### Prompt 1
Rewrite the part of the essay about a bike fall starting at "Having fallen might" and ending at "out of him.", replacing "Rockies" with "Alps".
### Prompt 2
Based on the essay about a bike fall, mark each statement below yes or no, and quote the words that settle it: (a) The bike's right pedal struck a rock. (b) The x-rays showed a broken rib. (c) He believed in god as a child.
### Prompt 3
Answer these questions about the essay about a bike fall:
(a) In what city is the friend now living?
(b) When is the best time to open "King Lear"?
(c) According to those who know, what is all you can do?

[Extract to read Boundary: Start]

Hi, it's August 30th
The adult is more interested in the child than the child in the adult.
But it keeps getting interesting (if interesting is the right word) as anyone who's been born and arrives at an age which once seemed unattainable begins to realize.
"I fall and fall again, until I reach the ground," Nietzsche wrote somewhere, according to a friend who's now living in Berlin and would know from whence Nietzsche's words sprang.
Sports are real when you're young, a fantasy as you age, and real once more when you've fallen from your bike in the mountains far from a main road, much less a hospital.
Later, you can see the x-rays of the broken rib and actually know why you're feeling the way you're feeling. But to watch a professional baseball or basketball game on tv lacks any meaning that might be construed as substance, unless of course you're playing in the game yourself.
Having fallen might be a good thing. There's plenty of ice and an Ace bandage and those who know say all you can do is ice and rest, ice and rest. Though it hurts to sleep, which at this age might be a good thing too; there are lots of good books to be read and the time to read them. After midnight is the ideal time to open "King Lear", he knows now.
It was so sudden--the fall--so certain of itself. The bicycle's left pedal hit a small rock outcropping on a skinny mountain trail in the Rockies. Hurtling through space in one instant, a child again, riding downhill as fast as his legs and gravity might take him, in the harsh arms of mother earth in the next, there was no exit from the accident. It was nasty, brutish and short, and all the wind was knocked out of him.
Such a collision is enough to make one believe in god again. He had believed as a child, for whom god was constructed, but gotten away from the concept in later years. Or if not quite believing in god, then certainly believing in the earth, as solid, as real, as definite as he had ever felt it.

[Extract to read Boundary: End]
[Recorded data Boundary: Start]

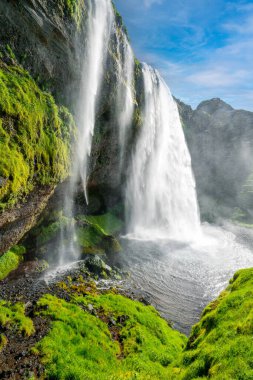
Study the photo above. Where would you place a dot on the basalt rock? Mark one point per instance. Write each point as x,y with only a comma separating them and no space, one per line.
220,140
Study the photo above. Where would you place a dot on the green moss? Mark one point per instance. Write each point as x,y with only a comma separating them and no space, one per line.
35,136
49,232
74,9
108,222
13,317
81,345
221,344
3,342
10,261
95,233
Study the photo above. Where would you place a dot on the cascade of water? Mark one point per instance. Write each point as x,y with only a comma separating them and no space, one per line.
160,196
100,23
125,91
99,28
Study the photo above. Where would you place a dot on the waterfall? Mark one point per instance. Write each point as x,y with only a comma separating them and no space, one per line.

[Recorded data Boundary: End]

### Exercise response 1
Having fallen might be a good thing. There's plenty of ice and an Ace bandage and those who know say all you can do is ice and rest, ice and rest. Though it hurts to sleep, which at this age might be a good thing too; there are lots of good books to be read and the time to read them. After midnight is the ideal time to open "King Lear", he knows now.
It was so sudden--the fall--so certain of itself. The bicycle's left pedal hit a small rock outcropping on a skinny mountain trail in the Alps. Hurtling through space in one instant, a child again, riding downhill as fast as his legs and gravity might take him, in the harsh arms of mother earth in the next, there was no exit from the accident. It was nasty, brutish and short, and all the wind was knocked out of him.

### Exercise response 2
(a) No: "The bicycle's left pedal hit a small rock outcropping"
(b) Yes: "you can see the x-rays of the broken rib"
(c) Yes: "He had believed as a child"

### Exercise response 3
(a) Berlin
(b) After midnight
(c) Ice and rest